### Provided information

□ □ □ □ □

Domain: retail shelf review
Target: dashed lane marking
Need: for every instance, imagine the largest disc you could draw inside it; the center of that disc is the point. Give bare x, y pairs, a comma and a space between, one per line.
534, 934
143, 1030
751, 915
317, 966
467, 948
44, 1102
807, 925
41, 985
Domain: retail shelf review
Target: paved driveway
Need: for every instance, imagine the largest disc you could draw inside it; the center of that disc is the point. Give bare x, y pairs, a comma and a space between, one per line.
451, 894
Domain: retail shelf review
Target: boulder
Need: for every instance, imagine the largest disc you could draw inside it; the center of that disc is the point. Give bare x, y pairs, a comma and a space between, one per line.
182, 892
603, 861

□ □ □ □ □

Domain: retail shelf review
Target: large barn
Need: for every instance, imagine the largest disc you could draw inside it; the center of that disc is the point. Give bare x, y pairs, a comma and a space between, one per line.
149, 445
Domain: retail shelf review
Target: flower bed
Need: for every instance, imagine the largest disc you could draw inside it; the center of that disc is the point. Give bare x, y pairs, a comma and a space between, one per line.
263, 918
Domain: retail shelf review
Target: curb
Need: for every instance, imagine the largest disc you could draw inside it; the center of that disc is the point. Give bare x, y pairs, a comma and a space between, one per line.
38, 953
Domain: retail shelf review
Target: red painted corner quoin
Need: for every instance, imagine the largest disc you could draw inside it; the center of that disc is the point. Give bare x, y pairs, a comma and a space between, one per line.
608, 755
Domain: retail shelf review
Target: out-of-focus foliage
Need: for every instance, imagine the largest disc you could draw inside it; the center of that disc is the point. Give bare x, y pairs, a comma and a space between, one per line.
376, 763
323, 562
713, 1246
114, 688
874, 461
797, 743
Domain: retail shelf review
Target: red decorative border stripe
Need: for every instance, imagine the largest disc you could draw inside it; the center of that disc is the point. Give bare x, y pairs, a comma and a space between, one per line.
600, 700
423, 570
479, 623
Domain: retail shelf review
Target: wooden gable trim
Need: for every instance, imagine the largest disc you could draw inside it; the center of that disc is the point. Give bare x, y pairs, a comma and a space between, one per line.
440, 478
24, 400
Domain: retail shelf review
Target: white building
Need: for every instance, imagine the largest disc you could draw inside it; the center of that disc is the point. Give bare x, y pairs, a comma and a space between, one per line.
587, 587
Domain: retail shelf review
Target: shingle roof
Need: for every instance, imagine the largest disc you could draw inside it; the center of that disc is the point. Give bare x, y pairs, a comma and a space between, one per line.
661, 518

□ □ □ □ □

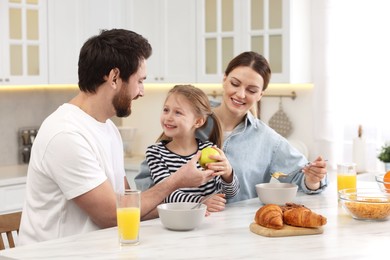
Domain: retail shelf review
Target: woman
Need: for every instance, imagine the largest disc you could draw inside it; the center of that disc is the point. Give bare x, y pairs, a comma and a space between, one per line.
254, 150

□ □ □ □ □

### What needs to be done
If you tally the lines in the items above that contain the string "decorative", counting only matches with the same case, how many are there? Reply with the number alone.

### Response
1